What to work on:
(a) In the post about a regex for coding-convention checks, can you transcribe the passage that opens with the words containing "One of our standards" and closes with "of the pain!"?
(b) Can you pick up the post about a regex for coding-convention checks after its last sentence and keep writing it?

Text to read:
Reputation: 46404
I have a python script that checks code for coding convention errors. It does this by matching a regex that represents a violation of the coding standard.
One of our standards is that 'if', 'while' and 'do-while' conditionals must contain a conditional operator.
So no
if (var1)
{
// blah
}
Instead I need
if (var1 == TRUE)
{
// blah
}
For example, what I need for if statements is to match "if" at the beginning of the line, and find the situation when it doesn't contain "==", "<=", ">=", "||" or "&&" anywhere after it. I've been pounding my head against the wall for a few hours and I'm hoping someone here can alleviate some of the pain!

Material provided:
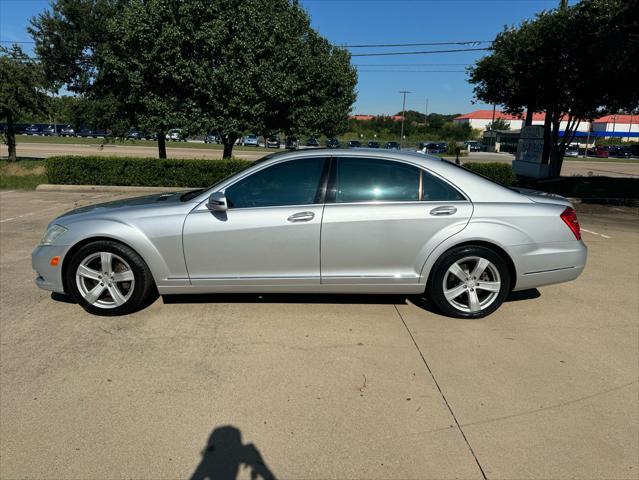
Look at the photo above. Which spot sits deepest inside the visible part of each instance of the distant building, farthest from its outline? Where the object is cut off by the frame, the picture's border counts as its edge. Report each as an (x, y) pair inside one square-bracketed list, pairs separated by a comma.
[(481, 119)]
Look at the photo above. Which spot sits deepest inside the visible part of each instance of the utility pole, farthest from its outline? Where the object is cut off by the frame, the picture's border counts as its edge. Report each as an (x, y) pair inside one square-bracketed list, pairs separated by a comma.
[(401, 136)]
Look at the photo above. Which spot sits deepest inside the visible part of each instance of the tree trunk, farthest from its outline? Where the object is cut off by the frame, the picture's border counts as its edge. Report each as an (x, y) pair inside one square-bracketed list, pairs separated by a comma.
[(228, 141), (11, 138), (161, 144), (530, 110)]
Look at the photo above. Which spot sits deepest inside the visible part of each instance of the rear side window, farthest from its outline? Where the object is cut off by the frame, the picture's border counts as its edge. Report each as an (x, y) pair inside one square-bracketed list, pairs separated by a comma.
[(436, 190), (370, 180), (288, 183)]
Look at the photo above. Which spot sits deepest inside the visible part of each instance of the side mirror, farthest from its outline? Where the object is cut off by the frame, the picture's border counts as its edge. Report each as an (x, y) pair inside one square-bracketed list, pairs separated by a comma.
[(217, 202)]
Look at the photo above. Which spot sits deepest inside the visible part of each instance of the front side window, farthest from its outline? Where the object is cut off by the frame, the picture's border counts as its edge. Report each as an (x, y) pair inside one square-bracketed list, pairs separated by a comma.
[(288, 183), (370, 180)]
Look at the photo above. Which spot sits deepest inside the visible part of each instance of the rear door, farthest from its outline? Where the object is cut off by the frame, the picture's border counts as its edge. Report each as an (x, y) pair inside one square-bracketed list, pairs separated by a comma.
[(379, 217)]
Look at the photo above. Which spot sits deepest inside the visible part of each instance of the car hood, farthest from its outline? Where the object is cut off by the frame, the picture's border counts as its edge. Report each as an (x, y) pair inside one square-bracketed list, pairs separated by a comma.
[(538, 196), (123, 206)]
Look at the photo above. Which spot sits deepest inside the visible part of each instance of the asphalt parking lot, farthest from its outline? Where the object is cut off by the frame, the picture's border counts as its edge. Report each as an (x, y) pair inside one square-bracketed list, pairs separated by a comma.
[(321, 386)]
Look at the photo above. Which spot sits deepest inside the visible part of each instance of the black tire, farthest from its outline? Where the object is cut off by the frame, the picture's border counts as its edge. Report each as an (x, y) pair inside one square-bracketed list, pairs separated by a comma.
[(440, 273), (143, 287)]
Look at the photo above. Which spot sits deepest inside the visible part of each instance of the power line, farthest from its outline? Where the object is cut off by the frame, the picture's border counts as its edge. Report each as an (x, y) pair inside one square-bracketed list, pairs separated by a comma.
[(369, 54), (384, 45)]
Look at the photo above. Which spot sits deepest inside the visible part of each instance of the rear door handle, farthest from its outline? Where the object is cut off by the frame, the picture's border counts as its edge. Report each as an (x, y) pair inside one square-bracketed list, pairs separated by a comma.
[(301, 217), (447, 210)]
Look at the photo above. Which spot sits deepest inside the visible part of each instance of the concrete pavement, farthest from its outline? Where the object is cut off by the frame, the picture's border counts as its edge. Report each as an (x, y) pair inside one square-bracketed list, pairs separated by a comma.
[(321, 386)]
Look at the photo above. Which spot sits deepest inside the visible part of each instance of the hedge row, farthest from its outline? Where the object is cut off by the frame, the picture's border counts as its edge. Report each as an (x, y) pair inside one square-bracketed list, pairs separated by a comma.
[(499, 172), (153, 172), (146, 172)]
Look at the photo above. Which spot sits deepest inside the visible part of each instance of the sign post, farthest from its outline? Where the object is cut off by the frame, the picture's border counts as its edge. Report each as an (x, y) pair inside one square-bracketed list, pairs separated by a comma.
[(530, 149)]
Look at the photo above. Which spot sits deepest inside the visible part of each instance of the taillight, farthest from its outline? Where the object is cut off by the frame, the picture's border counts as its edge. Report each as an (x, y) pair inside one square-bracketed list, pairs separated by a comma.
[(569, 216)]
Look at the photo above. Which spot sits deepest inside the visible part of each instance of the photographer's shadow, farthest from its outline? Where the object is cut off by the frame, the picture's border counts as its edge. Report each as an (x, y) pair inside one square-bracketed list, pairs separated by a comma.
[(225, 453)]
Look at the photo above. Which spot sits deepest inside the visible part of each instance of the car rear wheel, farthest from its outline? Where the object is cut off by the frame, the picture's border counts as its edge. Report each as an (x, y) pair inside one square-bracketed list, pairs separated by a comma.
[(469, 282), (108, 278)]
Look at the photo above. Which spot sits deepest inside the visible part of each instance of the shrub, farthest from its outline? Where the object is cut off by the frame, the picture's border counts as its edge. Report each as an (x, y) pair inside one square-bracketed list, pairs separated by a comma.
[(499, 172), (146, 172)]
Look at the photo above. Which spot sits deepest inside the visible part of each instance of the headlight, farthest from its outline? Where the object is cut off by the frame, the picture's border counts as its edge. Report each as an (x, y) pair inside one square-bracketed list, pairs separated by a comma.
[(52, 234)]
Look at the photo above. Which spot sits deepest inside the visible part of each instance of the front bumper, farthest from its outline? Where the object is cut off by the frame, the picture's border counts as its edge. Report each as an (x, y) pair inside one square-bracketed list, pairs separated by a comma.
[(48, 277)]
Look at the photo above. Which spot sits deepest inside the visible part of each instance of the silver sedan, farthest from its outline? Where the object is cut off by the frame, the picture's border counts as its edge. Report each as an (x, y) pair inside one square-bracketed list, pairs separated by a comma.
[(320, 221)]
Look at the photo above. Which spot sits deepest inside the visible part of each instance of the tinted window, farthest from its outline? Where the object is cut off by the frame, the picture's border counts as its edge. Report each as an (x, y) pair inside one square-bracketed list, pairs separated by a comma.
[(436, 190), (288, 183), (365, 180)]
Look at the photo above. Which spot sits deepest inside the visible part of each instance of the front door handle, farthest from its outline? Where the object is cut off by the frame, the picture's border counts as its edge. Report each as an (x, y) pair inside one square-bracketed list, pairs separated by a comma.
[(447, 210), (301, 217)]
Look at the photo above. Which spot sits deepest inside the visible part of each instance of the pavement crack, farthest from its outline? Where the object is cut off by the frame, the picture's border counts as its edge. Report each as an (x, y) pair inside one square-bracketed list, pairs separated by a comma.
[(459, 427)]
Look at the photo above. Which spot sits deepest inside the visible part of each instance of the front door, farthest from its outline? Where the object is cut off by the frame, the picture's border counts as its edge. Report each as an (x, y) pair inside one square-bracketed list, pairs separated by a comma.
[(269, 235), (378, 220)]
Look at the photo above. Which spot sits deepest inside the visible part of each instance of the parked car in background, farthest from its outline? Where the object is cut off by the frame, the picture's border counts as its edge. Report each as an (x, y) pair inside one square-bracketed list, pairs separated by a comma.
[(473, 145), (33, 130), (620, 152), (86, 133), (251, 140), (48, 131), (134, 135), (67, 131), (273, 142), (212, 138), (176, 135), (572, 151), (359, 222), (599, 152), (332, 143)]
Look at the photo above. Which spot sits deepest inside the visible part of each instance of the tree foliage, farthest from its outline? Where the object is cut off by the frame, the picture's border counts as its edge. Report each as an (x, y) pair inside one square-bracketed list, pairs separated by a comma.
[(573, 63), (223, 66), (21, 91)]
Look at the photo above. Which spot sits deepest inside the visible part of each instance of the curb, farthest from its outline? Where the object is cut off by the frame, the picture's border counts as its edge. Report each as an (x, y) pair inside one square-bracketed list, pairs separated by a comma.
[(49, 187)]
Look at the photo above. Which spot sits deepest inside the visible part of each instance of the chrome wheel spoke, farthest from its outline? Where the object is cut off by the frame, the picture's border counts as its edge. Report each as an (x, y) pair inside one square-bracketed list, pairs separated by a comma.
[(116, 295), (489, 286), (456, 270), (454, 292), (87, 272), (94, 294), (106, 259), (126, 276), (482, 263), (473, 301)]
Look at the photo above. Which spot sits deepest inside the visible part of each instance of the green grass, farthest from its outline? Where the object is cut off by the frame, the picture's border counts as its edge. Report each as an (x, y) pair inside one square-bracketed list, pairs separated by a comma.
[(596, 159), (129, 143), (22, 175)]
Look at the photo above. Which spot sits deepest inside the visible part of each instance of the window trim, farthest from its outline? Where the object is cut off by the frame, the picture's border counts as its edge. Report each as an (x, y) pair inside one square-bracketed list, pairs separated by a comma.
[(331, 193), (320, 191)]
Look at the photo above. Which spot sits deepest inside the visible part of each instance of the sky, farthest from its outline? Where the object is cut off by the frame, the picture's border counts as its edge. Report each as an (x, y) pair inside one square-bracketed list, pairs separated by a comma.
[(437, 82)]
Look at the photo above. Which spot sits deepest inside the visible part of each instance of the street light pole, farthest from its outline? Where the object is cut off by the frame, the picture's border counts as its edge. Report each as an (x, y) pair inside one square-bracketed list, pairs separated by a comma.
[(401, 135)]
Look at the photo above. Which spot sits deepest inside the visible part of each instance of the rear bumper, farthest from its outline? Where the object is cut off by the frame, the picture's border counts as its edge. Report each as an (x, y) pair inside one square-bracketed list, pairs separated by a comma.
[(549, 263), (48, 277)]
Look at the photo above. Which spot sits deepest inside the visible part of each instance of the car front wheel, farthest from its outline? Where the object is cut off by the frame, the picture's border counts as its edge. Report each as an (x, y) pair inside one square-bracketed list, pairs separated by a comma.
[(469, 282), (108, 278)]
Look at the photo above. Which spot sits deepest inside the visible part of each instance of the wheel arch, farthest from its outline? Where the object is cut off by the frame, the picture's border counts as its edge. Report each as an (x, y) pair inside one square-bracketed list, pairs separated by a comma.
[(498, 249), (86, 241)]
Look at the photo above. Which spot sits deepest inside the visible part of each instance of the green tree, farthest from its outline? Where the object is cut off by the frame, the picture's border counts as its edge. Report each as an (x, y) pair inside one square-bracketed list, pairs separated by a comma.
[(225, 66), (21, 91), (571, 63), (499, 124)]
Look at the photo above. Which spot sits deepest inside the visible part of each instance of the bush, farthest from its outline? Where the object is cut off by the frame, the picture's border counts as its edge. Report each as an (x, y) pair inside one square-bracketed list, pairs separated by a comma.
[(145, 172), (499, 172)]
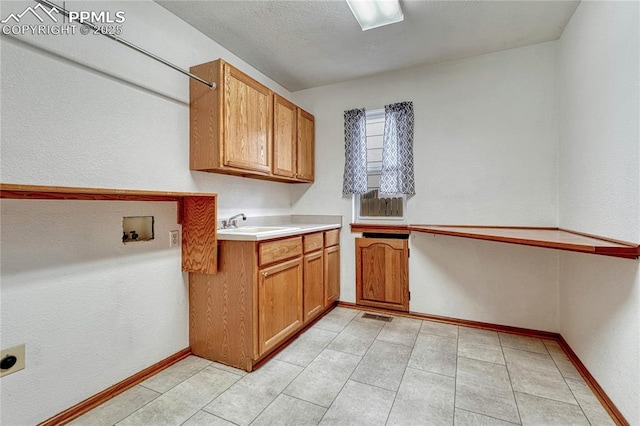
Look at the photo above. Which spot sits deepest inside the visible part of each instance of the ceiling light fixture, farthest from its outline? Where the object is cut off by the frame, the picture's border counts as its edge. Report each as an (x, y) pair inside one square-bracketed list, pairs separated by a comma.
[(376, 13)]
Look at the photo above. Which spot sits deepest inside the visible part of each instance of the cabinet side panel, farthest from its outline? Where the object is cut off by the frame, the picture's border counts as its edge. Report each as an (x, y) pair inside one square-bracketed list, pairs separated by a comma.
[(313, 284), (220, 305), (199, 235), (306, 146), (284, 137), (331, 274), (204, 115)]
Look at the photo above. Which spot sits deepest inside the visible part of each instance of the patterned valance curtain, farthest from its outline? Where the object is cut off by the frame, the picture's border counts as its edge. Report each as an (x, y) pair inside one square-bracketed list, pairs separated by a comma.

==

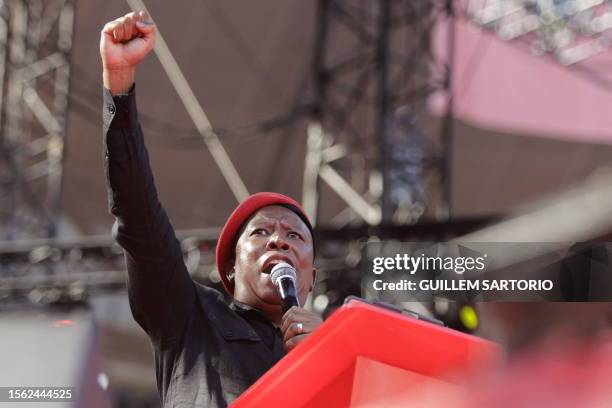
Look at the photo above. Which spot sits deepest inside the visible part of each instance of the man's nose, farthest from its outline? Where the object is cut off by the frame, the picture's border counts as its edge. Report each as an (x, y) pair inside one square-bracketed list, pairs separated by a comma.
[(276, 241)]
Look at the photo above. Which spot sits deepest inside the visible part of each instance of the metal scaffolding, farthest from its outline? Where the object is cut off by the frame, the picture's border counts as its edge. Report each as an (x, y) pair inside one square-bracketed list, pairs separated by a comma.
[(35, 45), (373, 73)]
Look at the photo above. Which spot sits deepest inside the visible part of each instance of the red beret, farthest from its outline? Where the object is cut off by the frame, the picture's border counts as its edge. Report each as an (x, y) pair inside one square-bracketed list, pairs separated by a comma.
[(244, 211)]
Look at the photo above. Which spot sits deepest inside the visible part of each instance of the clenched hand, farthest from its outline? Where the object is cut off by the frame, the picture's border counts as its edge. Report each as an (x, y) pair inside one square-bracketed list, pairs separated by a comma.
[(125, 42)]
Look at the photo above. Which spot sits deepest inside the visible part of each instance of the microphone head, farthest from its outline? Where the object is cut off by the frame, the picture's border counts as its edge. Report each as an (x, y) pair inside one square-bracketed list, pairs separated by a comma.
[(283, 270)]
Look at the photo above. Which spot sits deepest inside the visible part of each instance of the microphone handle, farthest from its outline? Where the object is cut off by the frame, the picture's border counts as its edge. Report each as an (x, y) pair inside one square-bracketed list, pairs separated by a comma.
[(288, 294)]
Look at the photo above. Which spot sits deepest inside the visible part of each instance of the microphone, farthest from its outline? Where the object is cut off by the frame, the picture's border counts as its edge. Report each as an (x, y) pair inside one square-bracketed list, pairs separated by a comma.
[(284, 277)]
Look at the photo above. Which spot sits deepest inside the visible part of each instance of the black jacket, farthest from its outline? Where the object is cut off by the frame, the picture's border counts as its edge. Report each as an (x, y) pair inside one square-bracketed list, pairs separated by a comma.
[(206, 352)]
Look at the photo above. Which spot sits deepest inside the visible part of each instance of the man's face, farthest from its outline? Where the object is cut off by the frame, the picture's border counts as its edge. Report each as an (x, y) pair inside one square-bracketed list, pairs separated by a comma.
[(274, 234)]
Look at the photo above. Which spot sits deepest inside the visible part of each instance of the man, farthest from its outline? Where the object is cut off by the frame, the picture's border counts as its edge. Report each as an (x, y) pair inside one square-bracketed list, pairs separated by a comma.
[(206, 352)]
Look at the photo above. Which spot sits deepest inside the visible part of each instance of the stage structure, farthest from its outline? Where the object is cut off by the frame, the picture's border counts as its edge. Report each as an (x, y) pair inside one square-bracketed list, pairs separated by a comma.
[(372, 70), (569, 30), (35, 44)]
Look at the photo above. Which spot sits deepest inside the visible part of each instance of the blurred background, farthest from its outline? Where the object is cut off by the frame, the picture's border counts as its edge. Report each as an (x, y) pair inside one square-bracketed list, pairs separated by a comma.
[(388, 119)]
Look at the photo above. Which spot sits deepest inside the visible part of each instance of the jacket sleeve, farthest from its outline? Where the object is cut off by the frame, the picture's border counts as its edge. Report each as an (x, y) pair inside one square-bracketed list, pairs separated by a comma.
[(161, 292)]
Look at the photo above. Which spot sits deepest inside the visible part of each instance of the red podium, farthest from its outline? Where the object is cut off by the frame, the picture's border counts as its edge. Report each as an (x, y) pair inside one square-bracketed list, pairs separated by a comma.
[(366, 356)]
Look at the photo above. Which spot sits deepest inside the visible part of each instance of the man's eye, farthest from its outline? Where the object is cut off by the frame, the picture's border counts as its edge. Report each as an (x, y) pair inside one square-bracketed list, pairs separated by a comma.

In response:
(a)
One of our standards is that 'if', 'while' and 'do-while' conditionals must contain a conditional operator.
So no
if (var1)
{
// blah
}
Instead I need
if (var1 == TRUE)
{
// blah
}
For example, what I need for if statements is to match "if" at the beginning of the line, and find the situation when it doesn't contain "==", "<=", ">=", "||" or "&&" anywhere after it. I've been pounding my head against the wall for a few hours and I'm hoping someone here can alleviate some of the pain!

(b)
Upvotes: 1
Views: 190
Reputation: 46404
Here is what I ended up doing, it works fairly well for the most part, not ideal though and we are looking into a third party parser.
^\s*\bif\s*\(\s*\w+\s*\)\s*$
Upvotes: 0
Reputation: 12700
This could do it for the input you provided, but as mentioned in the comments, it's better using a parser (e.g. pyparsing).
>>> s
'if (var1)'
>>> s2
'if (var1 == TRUE)'
>>> if re.search(r"^if.+==|<=|>=|\|\||&&", s): print "found bad signs"
...
>>> if re.search(r"^if.+==|<=|>=|\|\||&&", s2): print "found bad signs"
...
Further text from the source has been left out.